PROBLEM TO WORK ON:
Copy the lines below word for word, leaving out the pictures.

INPUT RECORDS:
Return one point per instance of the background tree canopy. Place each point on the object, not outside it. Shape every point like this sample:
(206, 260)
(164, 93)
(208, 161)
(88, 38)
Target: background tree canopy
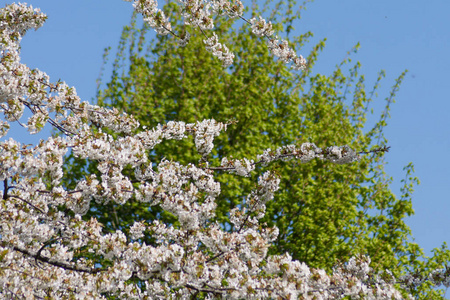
(326, 213)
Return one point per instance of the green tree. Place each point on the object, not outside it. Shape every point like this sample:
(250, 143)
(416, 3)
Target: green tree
(326, 213)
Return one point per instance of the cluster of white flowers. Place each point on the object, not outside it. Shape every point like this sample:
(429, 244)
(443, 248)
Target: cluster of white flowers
(199, 14)
(49, 250)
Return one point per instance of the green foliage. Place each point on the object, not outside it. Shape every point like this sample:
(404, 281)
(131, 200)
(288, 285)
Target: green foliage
(326, 213)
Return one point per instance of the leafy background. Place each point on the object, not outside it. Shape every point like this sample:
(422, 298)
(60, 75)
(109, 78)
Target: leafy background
(394, 36)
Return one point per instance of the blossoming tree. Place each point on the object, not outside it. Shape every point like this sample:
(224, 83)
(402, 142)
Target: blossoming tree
(48, 250)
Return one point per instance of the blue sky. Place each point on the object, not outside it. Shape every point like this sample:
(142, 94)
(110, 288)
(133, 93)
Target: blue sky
(394, 36)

WORKED ANSWER:
Return one point per instance of the background tree canopy. Place each point on the object, not outside it. Shape every point like this sample:
(206, 260)
(164, 93)
(208, 161)
(88, 38)
Target: background tree canopy
(326, 213)
Return one point per instance of the green tree. Place each point on the object, not outside it. Shape every point like this sample:
(250, 143)
(416, 3)
Target: green tree
(326, 213)
Return one point per instance of the cluster of white flowers. Place each point on the object, not outside it. Shape every point like this sample:
(429, 244)
(443, 248)
Target: cluster of white flowers
(199, 14)
(49, 250)
Return one point per instance of the green foliage. Place each point on the object, not outside it. Shape every point like this sample:
(404, 281)
(131, 200)
(288, 285)
Target: green foliage
(326, 213)
Return one point per instance of the leafy background. Place each point on the object, not outside it. Shape every point like this sample:
(422, 298)
(60, 75)
(109, 78)
Target: leafy background
(394, 36)
Return one point per instance of the blossoming tree. Place each point on the object, not outside it. Shape every point like this sample:
(224, 83)
(402, 142)
Target: blossoming tree
(48, 250)
Return one point per instance of the blue sky. Place each point on the object, not outside it. Shape every point like this sample:
(142, 94)
(110, 288)
(133, 93)
Target: blue sky
(394, 36)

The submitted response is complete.